ACTIVITIES ::
(1) In the forum thread on politicians and democracy, how many years did the first poster work for the NHS?
(2) Pick up the forum thread on politicians and democracy after its last sentence and write what comes next.

SELECTED PASSAGE ::
Start of Block

I never believed the money would be spent on NHS! That maybe because I am an ex NHS employee of 40 years , and would not trust any with it!


----------



## Northerner (Jun 9, 2016)

trophywench said:


> Thing that worries me overall though, is that every politician in every country of the world seems to be equally as crap as ours.
> 
> 29 countries are unanimously (it has to be unanimous!) in favour of investing billions of pounds (or Euros LOL) annually in something that does not have a set of rules in  place so that ordinary citizens can read them and see what they are, and has never in it's existence published a set of accounts or had a sodding Auditor.
> 
> ...


Unfortunately, I don't think there are any truly democratic structures anywhere in the world. Let's not forget that in our own country the 'majority' government did not get a majority of the votes, and in the current case were elected thanks to the support of a handful of obscenely rich individuals and their bottomless pockets (thanks to their secretive tax-haven business practices!).

End of Block

EXTRACTED INFORMATION ::
Start of Block

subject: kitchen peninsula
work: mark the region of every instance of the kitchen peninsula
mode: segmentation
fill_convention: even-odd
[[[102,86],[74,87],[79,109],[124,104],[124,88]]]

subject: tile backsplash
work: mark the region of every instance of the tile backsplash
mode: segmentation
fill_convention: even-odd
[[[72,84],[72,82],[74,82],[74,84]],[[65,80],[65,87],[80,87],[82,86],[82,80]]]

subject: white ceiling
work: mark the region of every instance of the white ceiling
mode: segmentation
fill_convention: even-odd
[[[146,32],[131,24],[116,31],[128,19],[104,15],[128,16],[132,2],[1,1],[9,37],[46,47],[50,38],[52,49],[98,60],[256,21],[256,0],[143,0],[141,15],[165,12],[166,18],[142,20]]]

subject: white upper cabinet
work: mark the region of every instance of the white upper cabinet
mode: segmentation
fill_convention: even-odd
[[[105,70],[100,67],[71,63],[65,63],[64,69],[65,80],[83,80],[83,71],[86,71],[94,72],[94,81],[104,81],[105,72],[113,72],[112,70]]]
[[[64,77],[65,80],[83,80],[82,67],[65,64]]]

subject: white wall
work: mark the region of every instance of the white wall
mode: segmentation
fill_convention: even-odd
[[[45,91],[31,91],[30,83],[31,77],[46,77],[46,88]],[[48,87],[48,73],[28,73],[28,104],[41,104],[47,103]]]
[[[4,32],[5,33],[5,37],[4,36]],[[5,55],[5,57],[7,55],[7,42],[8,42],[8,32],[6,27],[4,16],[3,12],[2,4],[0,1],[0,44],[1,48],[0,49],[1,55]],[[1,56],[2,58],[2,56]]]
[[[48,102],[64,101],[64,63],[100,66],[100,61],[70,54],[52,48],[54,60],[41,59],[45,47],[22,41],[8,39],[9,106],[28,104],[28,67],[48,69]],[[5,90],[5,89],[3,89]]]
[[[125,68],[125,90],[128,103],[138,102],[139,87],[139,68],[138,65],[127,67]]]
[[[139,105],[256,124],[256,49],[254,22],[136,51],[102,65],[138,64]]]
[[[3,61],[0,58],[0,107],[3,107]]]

End of Block

RESULTS ::
(1) 40 years

(2)
The EU is far from perfect, but preferable to the Tory right and UKIP. Not forgetting either that, had this been a vote by our elected parliament, it would be overwhelmingly in favour of remain. I thought this piece by David Mitchell was very good:

http://www.theguardian.com/commenti...rliament-leaders-david-cameron-david-mitchell


----------



## HOBIE (Jun 9, 2016)

Can anybody remember "British Kite Mark"   Everything that was made in uk had one !   I don't want something made in the check rep or others.   Made in uk was all over the world at one time


----------



## Northerner (Jun 10, 2016)

HOBIE said:


> Can anybody remember "British Kite Mark"   Everything that was made in uk had one !   I don't want something made in the check rep or others.   Made in uk was all over the world at one time


You might not have any choice these days Hobie:

http://www.bbc.co.uk/news/uk-21024336


----------



## Maz2 (Jun 10, 2016)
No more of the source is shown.